╭─ Source data
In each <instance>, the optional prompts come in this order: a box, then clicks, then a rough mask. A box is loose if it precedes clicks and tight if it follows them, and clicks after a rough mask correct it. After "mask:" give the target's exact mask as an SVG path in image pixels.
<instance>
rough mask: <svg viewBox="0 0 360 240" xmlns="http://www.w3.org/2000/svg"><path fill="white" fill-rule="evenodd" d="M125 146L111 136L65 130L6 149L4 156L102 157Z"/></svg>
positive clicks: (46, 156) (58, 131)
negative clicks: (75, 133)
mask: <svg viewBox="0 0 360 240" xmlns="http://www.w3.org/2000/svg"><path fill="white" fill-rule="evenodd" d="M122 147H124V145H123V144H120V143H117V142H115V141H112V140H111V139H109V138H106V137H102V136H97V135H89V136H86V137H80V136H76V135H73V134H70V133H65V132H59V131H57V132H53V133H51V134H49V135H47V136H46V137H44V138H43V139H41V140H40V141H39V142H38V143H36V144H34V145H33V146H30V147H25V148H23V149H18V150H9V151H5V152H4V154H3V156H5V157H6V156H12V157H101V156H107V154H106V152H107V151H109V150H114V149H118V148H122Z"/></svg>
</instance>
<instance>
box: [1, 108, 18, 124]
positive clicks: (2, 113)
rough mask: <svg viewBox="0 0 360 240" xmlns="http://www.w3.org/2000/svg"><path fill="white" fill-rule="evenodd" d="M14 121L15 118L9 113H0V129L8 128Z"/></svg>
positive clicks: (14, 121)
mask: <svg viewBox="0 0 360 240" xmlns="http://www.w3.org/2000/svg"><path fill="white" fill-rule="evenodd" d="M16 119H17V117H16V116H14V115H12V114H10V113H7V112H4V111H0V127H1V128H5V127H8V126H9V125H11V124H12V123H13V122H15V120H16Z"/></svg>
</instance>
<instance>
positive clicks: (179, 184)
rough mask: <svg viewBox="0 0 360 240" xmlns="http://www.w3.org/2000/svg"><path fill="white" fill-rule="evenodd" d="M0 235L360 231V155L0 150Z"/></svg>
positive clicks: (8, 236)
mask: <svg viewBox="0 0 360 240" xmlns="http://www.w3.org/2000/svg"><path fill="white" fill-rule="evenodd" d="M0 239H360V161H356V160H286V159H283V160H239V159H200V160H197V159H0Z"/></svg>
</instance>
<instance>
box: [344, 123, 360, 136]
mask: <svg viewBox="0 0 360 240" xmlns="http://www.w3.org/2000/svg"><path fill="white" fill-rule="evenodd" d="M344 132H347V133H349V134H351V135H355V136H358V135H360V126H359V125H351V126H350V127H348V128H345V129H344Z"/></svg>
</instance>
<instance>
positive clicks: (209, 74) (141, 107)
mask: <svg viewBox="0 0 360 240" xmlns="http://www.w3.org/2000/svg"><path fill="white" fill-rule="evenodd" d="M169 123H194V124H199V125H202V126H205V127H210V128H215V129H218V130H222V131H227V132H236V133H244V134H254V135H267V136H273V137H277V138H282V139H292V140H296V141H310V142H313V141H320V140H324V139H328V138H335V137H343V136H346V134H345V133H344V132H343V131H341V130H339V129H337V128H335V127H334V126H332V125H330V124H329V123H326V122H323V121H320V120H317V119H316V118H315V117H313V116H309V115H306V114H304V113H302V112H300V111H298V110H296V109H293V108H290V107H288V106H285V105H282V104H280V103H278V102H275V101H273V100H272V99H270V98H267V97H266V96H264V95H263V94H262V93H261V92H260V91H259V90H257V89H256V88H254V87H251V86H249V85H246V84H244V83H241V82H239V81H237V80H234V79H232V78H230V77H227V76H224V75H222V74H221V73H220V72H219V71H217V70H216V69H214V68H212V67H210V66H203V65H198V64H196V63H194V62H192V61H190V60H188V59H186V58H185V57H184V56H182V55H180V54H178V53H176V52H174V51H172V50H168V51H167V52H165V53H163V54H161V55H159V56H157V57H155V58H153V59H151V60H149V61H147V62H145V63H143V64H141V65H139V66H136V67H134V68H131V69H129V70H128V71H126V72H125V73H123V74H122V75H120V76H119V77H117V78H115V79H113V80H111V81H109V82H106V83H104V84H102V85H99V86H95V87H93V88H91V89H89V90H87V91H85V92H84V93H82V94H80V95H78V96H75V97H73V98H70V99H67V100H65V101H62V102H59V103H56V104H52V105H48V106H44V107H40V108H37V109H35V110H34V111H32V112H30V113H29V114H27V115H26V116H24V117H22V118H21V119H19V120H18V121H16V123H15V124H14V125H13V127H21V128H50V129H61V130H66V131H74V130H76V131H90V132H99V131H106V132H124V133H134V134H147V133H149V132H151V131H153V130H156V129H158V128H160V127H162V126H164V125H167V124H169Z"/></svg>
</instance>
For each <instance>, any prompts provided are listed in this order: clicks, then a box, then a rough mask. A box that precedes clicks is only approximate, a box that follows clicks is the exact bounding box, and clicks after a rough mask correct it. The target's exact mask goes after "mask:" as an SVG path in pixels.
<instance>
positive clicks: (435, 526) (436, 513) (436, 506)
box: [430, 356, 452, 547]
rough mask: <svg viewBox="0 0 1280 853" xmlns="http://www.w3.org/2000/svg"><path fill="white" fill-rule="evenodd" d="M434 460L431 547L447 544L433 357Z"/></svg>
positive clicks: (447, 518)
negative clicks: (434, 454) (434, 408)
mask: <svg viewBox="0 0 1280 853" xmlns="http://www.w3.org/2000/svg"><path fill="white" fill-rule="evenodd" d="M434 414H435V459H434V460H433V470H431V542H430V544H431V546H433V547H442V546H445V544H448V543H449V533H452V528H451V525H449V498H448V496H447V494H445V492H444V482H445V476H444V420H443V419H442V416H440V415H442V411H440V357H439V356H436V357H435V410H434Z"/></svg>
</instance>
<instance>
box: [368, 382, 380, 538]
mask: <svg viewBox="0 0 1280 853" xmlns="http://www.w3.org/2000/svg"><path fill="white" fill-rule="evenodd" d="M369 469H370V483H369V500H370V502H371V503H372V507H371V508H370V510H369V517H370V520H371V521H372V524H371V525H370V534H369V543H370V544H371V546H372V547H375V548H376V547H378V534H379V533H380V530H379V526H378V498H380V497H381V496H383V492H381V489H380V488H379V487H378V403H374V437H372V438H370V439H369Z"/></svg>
╰─
## [Work task]
Look over the records above and say, with no extra words, how many lines include "follows".

## [Exercise result]
2